Direction a
Please copy the uvl README below between "The repository currently" and "native binary matures.", inclusive, renaming "native binary" to "standalone binary" throughout that passage.

Selected text

──────────

Your project still sees node_modules, .venv, vendor, or any other entry directory the tool expects. The bytes live under:

~/.uvl/store/<manager>

That means existing tools, editors, and runtime resolution keep working, but duplicated dependency files can be stored once and mounted back into each project as a read-only virtual directory.

Install

From PyPI:

pipx install uvl-fuse
# or
uv tool install uvl-fuse

From this repository:

git clone https://github.com/ShinapriLN/uvl.git
cd uvl
make build
uv tool install .

Prebuilt wheels include the native engine, so installation does not compile anything. On Linux, runtime mounting still needs FUSE support and permission to mount filesystems.

If you build from source instead of using a prebuilt wheel, install:

  • cmake
  • a C compiler such as gcc or clang
  • pkg-config
  • FUSE 3 development headers
  • OpenSSL development headers
  • Python 3.8+ and uv if you want to build the wheel locally

Platform Support

Current published wheels:

  • Linux x86_64

Runtime requirements:

  • Linux kernel FUSE support
  • /dev/fuse access
  • fusermount3 or an equivalent FUSE unmount helper

Source builds are still possible from this repository, but the published PyPI package is intended for Linux x86_64 users who want a prebuilt wheel.

Build From Source

The repository currently has two runnable paths:

  • build/uvl: a single native binary built by CMake. It handles the CLI, tool wrapping, object storage, and FUSE mount mode in one executable.
  • Python package entrypoint: kept for packaging compatibility while the native binary matures.

──────────

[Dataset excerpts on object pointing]
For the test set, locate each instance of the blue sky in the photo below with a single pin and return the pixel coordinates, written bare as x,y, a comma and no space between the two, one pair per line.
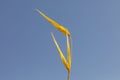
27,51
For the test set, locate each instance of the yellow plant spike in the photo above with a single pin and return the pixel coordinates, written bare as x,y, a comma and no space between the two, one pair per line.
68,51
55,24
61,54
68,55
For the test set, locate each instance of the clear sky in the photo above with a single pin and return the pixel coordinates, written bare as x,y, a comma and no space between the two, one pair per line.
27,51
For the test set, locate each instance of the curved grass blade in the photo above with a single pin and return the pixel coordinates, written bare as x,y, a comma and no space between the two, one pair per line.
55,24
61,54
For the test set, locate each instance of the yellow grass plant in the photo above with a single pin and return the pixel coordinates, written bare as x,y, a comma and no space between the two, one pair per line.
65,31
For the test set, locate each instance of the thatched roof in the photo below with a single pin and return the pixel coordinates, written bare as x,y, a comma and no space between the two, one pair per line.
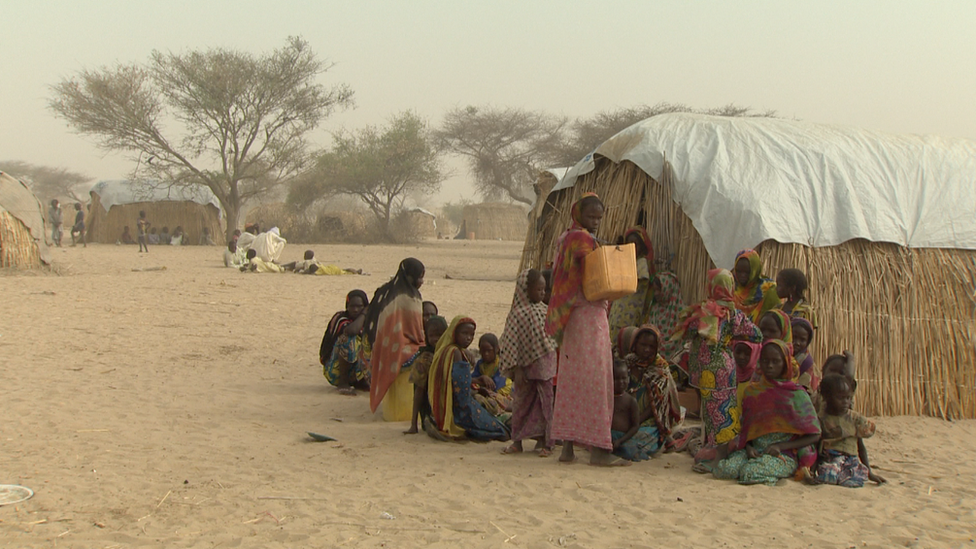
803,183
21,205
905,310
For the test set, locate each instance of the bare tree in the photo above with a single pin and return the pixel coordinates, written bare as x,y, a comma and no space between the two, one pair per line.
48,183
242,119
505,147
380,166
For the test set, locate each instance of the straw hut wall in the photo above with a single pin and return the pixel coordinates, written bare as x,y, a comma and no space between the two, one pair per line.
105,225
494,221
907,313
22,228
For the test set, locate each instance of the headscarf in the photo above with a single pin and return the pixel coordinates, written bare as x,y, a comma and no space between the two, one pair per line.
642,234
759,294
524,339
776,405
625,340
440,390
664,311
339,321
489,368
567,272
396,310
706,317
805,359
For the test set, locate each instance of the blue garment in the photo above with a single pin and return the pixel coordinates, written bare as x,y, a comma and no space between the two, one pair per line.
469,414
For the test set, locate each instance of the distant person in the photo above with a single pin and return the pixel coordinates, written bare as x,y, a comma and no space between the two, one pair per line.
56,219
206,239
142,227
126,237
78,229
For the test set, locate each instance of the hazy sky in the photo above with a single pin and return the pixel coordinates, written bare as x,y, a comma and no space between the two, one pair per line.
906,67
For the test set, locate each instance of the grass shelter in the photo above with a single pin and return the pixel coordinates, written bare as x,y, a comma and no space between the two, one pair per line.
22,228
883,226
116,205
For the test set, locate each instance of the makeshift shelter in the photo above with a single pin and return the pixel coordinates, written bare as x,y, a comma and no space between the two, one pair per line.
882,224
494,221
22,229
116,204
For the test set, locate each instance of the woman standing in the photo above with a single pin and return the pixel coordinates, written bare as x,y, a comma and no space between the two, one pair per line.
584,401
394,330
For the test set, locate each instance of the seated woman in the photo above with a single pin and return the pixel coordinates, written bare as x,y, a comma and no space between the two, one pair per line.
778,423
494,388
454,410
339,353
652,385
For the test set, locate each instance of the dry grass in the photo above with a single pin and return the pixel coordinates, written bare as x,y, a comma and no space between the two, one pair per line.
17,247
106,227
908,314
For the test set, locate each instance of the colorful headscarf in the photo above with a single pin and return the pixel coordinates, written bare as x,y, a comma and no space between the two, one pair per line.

──────────

Direction b
Pull out each line of the entries above that contains the string "plant".

Exercise result a
The repository currently has two runnable paths:

  • build/uvl: a single standalone binary built by CMake. It handles the CLI, tool wrapping, object storage, and FUSE mount mode in one executable.
  • Python package entrypoint: kept for packaging compatibility while the standalone binary matures.

Exercise result b
For the test set, locate each instance of the yellow plant spike in the photo above with a single pin and return the pixel coordinates, written bare as x,y, a comma and no space between the two, one pair per line.
For the test set, locate each instance of the yellow grass plant in the photo above with a single pin and return the pixel coordinates, written bare as x,y, a comma and no space between the two, one pair per line.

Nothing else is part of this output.